This is an important concept of the C language: you can always get the memory address at which an object is located. The term "object" here means something different from what it means in an object-oriented language like Java: rather than an instance of a class, an "object" according to the C standard is a set of bytes that contain a value. This can be code (a function) or data (a variable).

In other words, local and ptr in the snippet below refer to the same object, i.e., to the same bytes of memory:

void f() {
    int local = 1;
    int* ptr = &local;
}

Reacll that &local means "the address of local", and the value stored in the memory location where ptr is located is the 8 bytes that make up the address of local. The type of ptr is int*, which signifies that it is the address of an integer in memory (a short* would be the address of a short, a char* the address of a char, etc.).

You can invert the ampersand operator using the asterisk (*) operator: *ptr dereferences the pointer and turns the address back into a value. In other words, *&local is the same as plain, old local. Thee concepts are very, very important – you'll use them all the time!

Back to our mexplore.c program though. Let's look at what it prints when we run it (note that the specific addresses will be different on your computer).

$ ./mexplore
00601038  41                                                |A|
004009a4  42                                                |B|
7ffd4977e80f  43                                                |C|

On the left, we see the addresses of our three variables, printed in hexadecimal notation. Next, just to the right of that, we see the hexadecimal value of the data stored in the byte at each of these addresses. For example, hexadecimal 41 (often written 0x41 for clarity) is equal to ... 16*4 + 1 = 65! Not surprisingly, this equals to the ASCII character "A", which we see on the right.

But let me draw your attention to the addresses on the left. They vary a fair amount! The exact locations of variables in memory are decided by the compiler and OS together, but the general region where an object lives is determined by its lifetime. Think about how long each of our variables needs to stick around before the memory can be reused:

The global variables, global_ch and const_global_ch, need to be around for the entire runtime of the program, as the program could reference them anywhere in the code. This is called a static lifetime.
The local variable, local_ch, needs to stick around until it goes out of scope, which happens when the execution reaches the closing curly brace of f(). After it's out of scope, no code in the program can refer to the variable, so it is fine to reuse its memory. This is called an automatic lifetime. Local variables and function arguments have automatic lifetimes.

But what if a function needs to create an object whose size is not known at the start of the program (so it can't be global) and which also needs to survive beyond the end of the function? In this common situation, neither a static lifetime nor an automatic lifetime are appropriate.

## PROBLEMS
**1.** Name the three variables whose lifetimes the C memory passage describes for the mexplore.c program.
**2.** Duplicate the portion of the C memory passage that opens with the words containing "The global variables, global_ch" and closes with "a static lifetime.".

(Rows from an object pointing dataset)
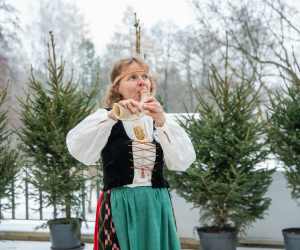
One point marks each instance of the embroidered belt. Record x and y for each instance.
(143, 167)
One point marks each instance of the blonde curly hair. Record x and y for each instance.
(111, 94)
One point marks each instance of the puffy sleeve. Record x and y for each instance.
(86, 141)
(178, 150)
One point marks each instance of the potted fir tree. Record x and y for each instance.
(229, 145)
(9, 161)
(285, 137)
(49, 112)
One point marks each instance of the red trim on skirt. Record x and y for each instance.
(96, 223)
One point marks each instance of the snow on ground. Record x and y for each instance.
(35, 245)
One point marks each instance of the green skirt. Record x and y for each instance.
(143, 218)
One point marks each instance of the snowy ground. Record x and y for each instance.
(34, 245)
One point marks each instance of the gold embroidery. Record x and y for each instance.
(140, 133)
(167, 136)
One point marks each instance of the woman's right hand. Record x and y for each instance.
(111, 115)
(130, 103)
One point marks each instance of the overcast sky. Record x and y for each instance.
(103, 16)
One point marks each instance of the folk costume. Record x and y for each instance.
(134, 211)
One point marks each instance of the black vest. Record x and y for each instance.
(117, 160)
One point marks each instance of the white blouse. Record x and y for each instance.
(86, 141)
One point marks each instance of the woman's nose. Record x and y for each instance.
(141, 81)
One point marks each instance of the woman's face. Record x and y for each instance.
(131, 84)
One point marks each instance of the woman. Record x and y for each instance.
(134, 211)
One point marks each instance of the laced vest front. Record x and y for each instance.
(118, 162)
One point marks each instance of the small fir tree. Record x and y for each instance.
(228, 139)
(49, 112)
(9, 161)
(284, 128)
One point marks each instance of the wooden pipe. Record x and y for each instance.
(124, 114)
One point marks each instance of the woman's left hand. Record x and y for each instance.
(156, 111)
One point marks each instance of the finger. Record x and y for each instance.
(123, 104)
(129, 106)
(136, 104)
(150, 99)
(148, 106)
(152, 108)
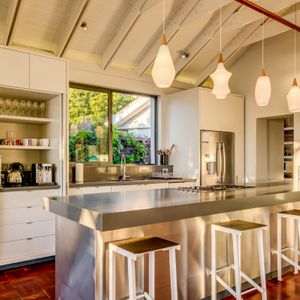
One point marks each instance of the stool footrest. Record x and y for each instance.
(288, 260)
(226, 286)
(248, 291)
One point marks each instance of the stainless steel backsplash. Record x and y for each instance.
(97, 172)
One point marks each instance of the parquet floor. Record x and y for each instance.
(36, 282)
(28, 283)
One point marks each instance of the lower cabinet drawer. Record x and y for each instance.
(22, 215)
(25, 198)
(28, 230)
(22, 250)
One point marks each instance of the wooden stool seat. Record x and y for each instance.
(292, 215)
(239, 225)
(235, 229)
(133, 248)
(145, 245)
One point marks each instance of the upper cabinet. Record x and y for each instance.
(10, 61)
(47, 74)
(34, 71)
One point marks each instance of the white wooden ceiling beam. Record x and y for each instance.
(247, 15)
(206, 34)
(125, 28)
(72, 23)
(76, 17)
(230, 49)
(171, 29)
(11, 21)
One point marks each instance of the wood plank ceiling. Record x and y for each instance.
(123, 35)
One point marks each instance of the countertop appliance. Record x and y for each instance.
(217, 157)
(14, 176)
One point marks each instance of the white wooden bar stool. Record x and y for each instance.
(236, 228)
(132, 249)
(293, 215)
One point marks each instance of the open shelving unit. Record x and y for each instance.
(24, 120)
(288, 147)
(21, 147)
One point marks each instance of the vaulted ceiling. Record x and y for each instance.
(123, 35)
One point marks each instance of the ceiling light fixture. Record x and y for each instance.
(293, 96)
(163, 71)
(263, 83)
(83, 25)
(221, 76)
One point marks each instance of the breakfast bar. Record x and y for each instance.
(89, 222)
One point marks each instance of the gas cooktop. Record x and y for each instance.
(212, 188)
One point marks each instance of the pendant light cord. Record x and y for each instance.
(295, 42)
(164, 31)
(263, 45)
(221, 17)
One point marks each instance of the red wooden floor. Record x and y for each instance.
(37, 282)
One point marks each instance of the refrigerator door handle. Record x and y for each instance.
(219, 162)
(223, 162)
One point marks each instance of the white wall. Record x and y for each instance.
(279, 66)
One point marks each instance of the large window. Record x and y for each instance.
(105, 124)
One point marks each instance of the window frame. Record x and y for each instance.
(110, 113)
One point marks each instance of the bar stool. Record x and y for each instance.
(236, 228)
(288, 215)
(134, 248)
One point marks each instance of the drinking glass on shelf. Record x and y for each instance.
(1, 106)
(7, 105)
(42, 108)
(22, 107)
(35, 108)
(28, 107)
(15, 107)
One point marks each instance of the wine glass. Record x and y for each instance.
(42, 107)
(35, 108)
(28, 107)
(22, 107)
(7, 105)
(1, 106)
(15, 107)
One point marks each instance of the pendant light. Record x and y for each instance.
(163, 72)
(221, 76)
(263, 83)
(293, 97)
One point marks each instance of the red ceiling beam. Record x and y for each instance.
(269, 14)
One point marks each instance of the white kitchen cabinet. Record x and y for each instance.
(14, 66)
(26, 249)
(48, 74)
(25, 224)
(25, 198)
(28, 230)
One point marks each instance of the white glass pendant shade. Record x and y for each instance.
(221, 80)
(263, 89)
(163, 72)
(293, 98)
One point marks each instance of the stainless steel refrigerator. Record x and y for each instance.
(217, 157)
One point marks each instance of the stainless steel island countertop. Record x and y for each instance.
(110, 211)
(85, 224)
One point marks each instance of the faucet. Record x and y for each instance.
(123, 167)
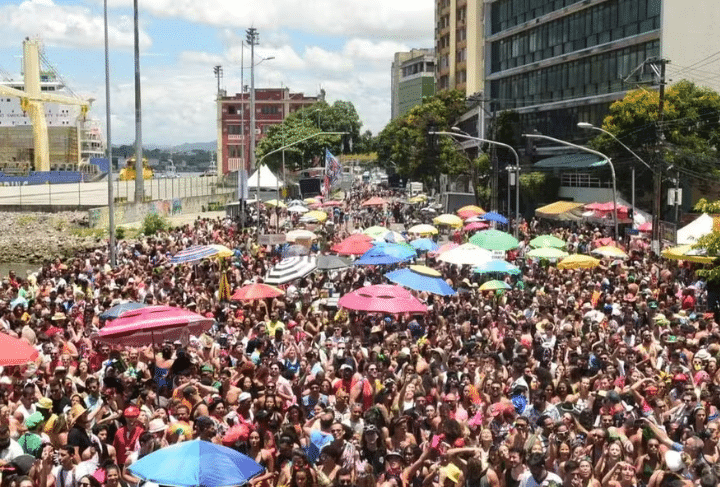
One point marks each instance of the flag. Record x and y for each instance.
(333, 171)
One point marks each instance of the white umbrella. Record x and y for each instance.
(290, 269)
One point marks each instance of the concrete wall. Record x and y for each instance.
(129, 212)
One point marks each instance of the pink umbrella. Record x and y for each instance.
(382, 298)
(154, 324)
(476, 226)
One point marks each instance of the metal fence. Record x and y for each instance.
(85, 195)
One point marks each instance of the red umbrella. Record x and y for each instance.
(256, 291)
(356, 244)
(154, 324)
(374, 201)
(14, 351)
(382, 298)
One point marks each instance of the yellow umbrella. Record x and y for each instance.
(609, 251)
(277, 203)
(448, 219)
(423, 229)
(688, 253)
(578, 261)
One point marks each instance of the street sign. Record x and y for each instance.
(272, 239)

## PER-TASK OUTPUTS
**1.** global_ch, const_global_ch, local_ch

**2.**
The global variables, global_ch and const_global_ch, need to be around for the entire runtime of the program, as the program could reference them anywhere in the code. This is called a static lifetime.